Page extract —
-- BEGIN --

Oddenda & Such – #63

         As a result of my piece in Blues & Rhythm (#248) that dealt with North Carolina’s Guitar Shorty (John Henry Fortescue) and Danny McLean, I received a long letter from Danny after he got his copy of the magazine. This is what follows, minimally tampered with by myself:

Thanks for sending the BLUES & RHYTHM magazine to me with the article on Guitar Shorty. I’d never heard of the magazine before that I recall… I hope it can last. Magazines are folding, left and right, over here. I enjoyed the article although I felt a little uncomfortable with so much of the article mentioning me, but it brought back some fond memories and also a little sadness. I’m going to try to reflect on my thoughts about those days as I go through your article again.

-- END --

[Labels for object points]
-- BEGIN --

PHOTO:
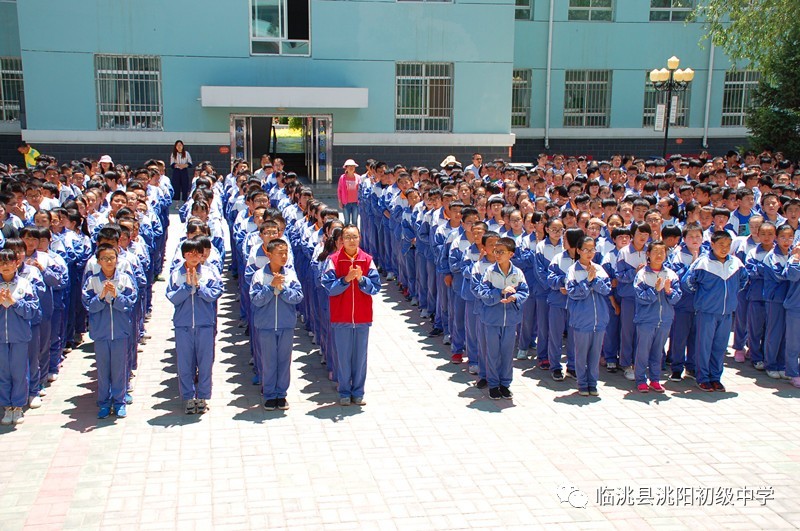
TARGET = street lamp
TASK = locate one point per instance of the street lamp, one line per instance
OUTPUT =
(669, 80)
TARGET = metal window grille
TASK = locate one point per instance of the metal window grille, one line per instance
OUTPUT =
(737, 96)
(129, 92)
(587, 98)
(652, 97)
(670, 10)
(521, 98)
(523, 10)
(10, 88)
(593, 10)
(280, 27)
(424, 97)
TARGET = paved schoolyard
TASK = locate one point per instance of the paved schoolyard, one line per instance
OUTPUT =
(429, 451)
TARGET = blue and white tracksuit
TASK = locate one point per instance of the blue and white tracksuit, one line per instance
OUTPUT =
(195, 321)
(275, 317)
(716, 286)
(654, 315)
(110, 326)
(501, 320)
(15, 334)
(588, 319)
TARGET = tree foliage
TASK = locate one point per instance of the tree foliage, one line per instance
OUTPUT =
(774, 119)
(748, 29)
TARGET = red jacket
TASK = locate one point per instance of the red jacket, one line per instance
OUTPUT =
(352, 306)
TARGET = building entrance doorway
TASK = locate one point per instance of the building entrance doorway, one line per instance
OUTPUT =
(304, 142)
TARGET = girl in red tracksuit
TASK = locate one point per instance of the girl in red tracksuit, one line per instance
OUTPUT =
(351, 279)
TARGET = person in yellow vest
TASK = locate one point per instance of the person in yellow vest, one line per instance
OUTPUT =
(29, 153)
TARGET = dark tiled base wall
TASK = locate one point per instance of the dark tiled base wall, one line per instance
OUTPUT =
(428, 156)
(527, 149)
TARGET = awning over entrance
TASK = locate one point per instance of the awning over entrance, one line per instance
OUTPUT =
(285, 97)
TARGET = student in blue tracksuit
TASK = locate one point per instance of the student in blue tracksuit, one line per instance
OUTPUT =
(657, 291)
(275, 293)
(631, 259)
(775, 286)
(757, 310)
(18, 304)
(546, 250)
(588, 287)
(109, 296)
(486, 259)
(503, 291)
(558, 317)
(194, 289)
(716, 279)
(683, 334)
(792, 306)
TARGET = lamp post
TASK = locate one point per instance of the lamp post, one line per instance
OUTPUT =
(669, 80)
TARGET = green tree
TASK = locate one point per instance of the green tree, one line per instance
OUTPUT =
(774, 119)
(749, 29)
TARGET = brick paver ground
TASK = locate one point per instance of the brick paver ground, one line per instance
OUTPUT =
(429, 451)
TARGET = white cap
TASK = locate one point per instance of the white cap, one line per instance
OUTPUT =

-- END --

Aim —
In the Oddenda & Such column above, what is the real name of North Carolina's Guitar Shorty?

Written reply —
John Henry Fortescue